▶ [WHAT IS NEEDED]: The expected answer is a copy of every line in the listing that has the word "water".

▶ [RECORDS FOR THIS TASK]:
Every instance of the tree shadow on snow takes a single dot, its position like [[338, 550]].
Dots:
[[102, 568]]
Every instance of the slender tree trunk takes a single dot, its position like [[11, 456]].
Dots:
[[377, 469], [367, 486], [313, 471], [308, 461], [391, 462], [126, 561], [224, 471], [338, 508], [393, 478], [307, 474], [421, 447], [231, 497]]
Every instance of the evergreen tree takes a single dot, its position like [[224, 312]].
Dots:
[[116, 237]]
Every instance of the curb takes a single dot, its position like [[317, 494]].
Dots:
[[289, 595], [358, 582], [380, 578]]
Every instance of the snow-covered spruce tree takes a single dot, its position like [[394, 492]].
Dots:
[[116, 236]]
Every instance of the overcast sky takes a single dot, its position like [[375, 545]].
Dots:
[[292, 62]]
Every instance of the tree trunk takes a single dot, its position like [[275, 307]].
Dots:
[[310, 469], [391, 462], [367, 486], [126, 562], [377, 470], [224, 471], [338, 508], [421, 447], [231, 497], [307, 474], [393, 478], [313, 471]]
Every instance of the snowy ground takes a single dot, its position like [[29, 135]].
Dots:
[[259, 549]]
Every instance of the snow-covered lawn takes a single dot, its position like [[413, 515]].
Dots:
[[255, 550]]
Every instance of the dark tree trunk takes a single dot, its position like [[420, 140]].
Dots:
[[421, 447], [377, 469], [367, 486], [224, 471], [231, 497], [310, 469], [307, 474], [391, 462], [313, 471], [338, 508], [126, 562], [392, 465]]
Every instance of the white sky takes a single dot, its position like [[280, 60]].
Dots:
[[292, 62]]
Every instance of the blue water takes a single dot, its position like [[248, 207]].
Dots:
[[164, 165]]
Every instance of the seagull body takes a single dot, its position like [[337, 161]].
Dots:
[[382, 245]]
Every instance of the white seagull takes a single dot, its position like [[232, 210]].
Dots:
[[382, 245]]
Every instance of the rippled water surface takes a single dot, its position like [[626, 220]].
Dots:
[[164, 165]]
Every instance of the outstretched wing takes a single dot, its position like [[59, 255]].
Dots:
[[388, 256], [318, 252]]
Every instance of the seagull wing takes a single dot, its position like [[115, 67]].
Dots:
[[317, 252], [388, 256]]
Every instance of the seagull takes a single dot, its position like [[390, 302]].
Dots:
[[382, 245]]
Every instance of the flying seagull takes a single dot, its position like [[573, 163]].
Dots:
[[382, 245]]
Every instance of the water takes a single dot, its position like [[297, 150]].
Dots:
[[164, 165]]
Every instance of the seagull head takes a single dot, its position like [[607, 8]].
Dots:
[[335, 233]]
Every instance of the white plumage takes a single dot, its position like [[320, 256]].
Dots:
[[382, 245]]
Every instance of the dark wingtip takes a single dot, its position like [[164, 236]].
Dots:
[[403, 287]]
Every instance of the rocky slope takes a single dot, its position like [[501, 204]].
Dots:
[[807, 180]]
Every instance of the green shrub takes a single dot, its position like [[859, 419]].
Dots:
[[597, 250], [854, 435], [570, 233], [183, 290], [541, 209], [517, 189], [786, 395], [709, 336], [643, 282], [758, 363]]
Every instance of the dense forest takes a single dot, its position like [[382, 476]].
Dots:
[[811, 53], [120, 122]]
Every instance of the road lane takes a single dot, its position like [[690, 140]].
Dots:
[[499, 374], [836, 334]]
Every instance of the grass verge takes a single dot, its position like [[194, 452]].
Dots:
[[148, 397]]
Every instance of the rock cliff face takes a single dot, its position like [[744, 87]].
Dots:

▶ [OUTPUT]:
Every instance of the blue water takes a single dot, its position like [[248, 207]].
Every instance of the rippled water surface takes a single dot, its position like [[626, 220]].
Every instance of the water takes a single dot, its position like [[297, 150]].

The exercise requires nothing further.